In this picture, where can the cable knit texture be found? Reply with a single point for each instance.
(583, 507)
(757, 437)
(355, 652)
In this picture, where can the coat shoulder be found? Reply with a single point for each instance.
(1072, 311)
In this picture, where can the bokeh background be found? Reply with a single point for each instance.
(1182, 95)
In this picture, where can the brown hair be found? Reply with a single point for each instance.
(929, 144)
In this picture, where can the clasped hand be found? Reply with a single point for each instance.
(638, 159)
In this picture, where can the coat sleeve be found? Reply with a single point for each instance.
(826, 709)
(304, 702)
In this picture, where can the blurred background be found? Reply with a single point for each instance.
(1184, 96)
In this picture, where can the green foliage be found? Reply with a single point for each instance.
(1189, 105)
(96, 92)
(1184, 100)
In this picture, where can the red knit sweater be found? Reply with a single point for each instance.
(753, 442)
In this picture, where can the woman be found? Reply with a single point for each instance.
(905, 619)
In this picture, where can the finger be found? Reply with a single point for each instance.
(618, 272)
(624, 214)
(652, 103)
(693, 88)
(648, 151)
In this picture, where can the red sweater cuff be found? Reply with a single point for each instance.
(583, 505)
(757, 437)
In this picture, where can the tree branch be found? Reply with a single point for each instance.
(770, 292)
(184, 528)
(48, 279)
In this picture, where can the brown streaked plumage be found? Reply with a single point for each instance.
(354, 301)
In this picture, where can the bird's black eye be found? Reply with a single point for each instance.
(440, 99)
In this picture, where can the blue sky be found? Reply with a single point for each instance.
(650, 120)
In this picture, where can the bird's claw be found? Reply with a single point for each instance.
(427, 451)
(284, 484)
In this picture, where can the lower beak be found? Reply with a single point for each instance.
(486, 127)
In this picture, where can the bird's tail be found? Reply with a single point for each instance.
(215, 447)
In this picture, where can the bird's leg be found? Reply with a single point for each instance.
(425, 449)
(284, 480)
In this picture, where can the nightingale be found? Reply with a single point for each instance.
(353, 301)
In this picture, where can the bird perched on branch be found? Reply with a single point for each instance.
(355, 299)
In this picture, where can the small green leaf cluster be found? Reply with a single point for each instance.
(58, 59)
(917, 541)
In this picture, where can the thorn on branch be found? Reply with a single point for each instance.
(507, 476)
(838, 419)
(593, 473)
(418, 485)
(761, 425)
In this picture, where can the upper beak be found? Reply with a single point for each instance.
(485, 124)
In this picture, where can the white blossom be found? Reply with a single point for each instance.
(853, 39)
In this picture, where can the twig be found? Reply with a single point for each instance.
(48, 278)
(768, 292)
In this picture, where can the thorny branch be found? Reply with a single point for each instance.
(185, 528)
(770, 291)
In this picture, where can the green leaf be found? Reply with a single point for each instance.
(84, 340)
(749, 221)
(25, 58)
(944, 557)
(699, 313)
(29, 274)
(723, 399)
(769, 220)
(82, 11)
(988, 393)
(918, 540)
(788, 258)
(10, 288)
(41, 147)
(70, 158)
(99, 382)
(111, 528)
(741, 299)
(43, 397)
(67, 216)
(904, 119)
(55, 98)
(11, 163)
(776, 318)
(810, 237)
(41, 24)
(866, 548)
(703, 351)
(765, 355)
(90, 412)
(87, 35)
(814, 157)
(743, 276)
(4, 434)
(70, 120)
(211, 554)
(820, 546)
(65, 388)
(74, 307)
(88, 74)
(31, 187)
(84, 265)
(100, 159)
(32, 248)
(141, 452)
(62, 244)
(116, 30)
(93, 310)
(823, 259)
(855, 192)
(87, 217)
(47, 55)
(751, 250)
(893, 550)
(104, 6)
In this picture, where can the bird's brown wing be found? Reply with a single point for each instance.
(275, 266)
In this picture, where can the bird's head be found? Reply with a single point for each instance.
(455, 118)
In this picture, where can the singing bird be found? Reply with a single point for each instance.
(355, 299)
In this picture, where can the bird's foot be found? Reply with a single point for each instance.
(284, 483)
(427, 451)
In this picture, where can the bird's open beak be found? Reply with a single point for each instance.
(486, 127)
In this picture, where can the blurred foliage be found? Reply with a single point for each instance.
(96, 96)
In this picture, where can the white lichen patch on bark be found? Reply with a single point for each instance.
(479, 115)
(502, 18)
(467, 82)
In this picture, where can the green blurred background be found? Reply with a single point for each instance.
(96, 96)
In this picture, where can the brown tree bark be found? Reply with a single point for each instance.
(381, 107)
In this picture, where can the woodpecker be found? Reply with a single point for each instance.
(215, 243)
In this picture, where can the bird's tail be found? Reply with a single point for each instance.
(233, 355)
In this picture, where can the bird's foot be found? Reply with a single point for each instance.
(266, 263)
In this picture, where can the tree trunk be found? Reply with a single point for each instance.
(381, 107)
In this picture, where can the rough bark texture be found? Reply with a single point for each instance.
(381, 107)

········

** EXERCISE DIRECTIONS **
Complete, exact output of the records is expected.

** SOLUTION BELOW **
In this picture, where can the cable knit texture be found? Reply with a single point for each instance.
(583, 507)
(757, 437)
(355, 652)
In this picture, where can the coat shoulder be found? Reply with a single point for each instance.
(1072, 311)
In this picture, where can the bokeh background be found? Reply with a single point for each instance.
(1182, 95)
In this picture, where can the brown hair be found? Reply with a single point for each instance.
(929, 144)
In this picture, where can the clasped hand be found? Reply with a single point for each instance.
(638, 159)
In this picture, where can the coat sleeve be found? Reply with a single point for each instance.
(826, 709)
(304, 702)
In this picture, where can the blurred background be found? Reply with a single point for each instance.
(1184, 96)
In this picture, where can the green foliage be found? Reply with a single point for each instance.
(1189, 105)
(96, 92)
(1184, 100)
In this picture, where can the red knit sweater be found? Reply with a single point for each instance.
(753, 442)
In this picture, where can the woman be found? Reply with a single point for each instance.
(905, 619)
In this picture, where can the finger be found? Reply with a single point for each instance.
(618, 272)
(624, 214)
(652, 103)
(693, 88)
(648, 151)
In this picture, where can the red sweater cuff be found? Reply with a single point for each instance.
(583, 505)
(757, 437)
In this picture, where can the tree branch be found? Reply with a single point for each instance.
(770, 292)
(184, 528)
(48, 279)
In this picture, where can the brown streaked plumage be found? Reply with a single point for each instance.
(354, 301)
In this picture, where can the bird's black eye be found? Reply with a single point for each instance.
(440, 99)
In this picture, where can the blue sky be found? Reply with a single point for each instance.
(650, 120)
In this picture, where can the bird's claw be found? Reply with a single point for each instance.
(427, 451)
(284, 484)
In this picture, where can the lower beak be found? Reply with a single point for each instance.
(486, 127)
In this picture, where can the bird's tail be found? Reply with a single point for each instance.
(215, 447)
In this picture, where can the bird's leg be found? Reply with a single point for each instance.
(425, 449)
(284, 480)
In this picture, where can the nightingale be found? Reply with a single point for each instance.
(353, 301)
In this picture, where can the bird perched on branch be found? Reply with a single point for each instance.
(355, 299)
In this picture, where can the small green leaf cluster be found? Reply with a single point for each instance.
(58, 59)
(917, 541)
In this picture, where can the thorn on branch be found? Reply with a single point for each instance.
(507, 476)
(838, 419)
(593, 473)
(418, 485)
(761, 425)
In this picture, where can the upper beak be found? Reply with a single point for each instance.
(485, 124)
In this picture, where can the white blossom be found? Reply with a single point for each instance.
(853, 39)
In this picture, where can the twig be found? Reply with a single point for each instance.
(48, 278)
(768, 292)
In this picture, where can the thorny branch be found? Reply with a single point for each instance.
(185, 528)
(770, 291)
In this picture, where can the green leaf be found? Reply with a single point for each instance.
(84, 340)
(749, 221)
(25, 58)
(944, 557)
(699, 313)
(29, 274)
(723, 399)
(769, 220)
(82, 11)
(988, 393)
(918, 540)
(788, 258)
(10, 288)
(41, 147)
(70, 158)
(99, 382)
(111, 528)
(741, 299)
(43, 397)
(67, 216)
(904, 119)
(55, 98)
(11, 163)
(776, 318)
(810, 237)
(41, 24)
(866, 548)
(703, 351)
(765, 355)
(90, 412)
(87, 35)
(814, 157)
(743, 276)
(4, 434)
(70, 120)
(211, 554)
(820, 546)
(65, 388)
(74, 307)
(88, 74)
(31, 187)
(84, 265)
(100, 159)
(32, 248)
(141, 452)
(62, 244)
(116, 30)
(93, 310)
(823, 259)
(855, 192)
(87, 217)
(47, 55)
(751, 250)
(893, 550)
(104, 6)
In this picture, where can the bird's brown wing be found? Reply with a single point for each instance.
(275, 266)
In this picture, where can the bird's head be found? Reply with a single point for each instance.
(455, 118)
In this picture, where can the singing bird be found? Reply with a single point for each instance.
(355, 299)
In this picture, where can the bird's foot be found? Reply with a single point for each instance.
(284, 483)
(427, 451)
In this picture, where can the bird's open beak be found? Reply with a single point for each instance.
(486, 127)
In this picture, where can the blurred foliage be found? Reply with a single point for each instance.
(96, 96)
In this picture, where can the white lichen patch on bark be found? Reply with a single point for each instance.
(479, 115)
(502, 18)
(467, 82)
In this picture, where can the green blurred background be found? Reply with a single point for each instance.
(96, 96)
In this picture, where can the brown tree bark be found? Reply with a single point for each instance.
(381, 107)
In this picture, where can the woodpecker be found? Reply with a single point for each instance.
(215, 243)
In this picture, where can the bird's tail be found? Reply with a single point for each instance.
(233, 355)
In this picture, where can the bird's foot be found? Reply with a single point for each instance.
(266, 263)
In this picture, where can the tree trunk be found? Reply with a single point for each instance.
(381, 107)
In this picture, where can the rough bark texture be found? Reply with a single point for each instance.
(381, 107)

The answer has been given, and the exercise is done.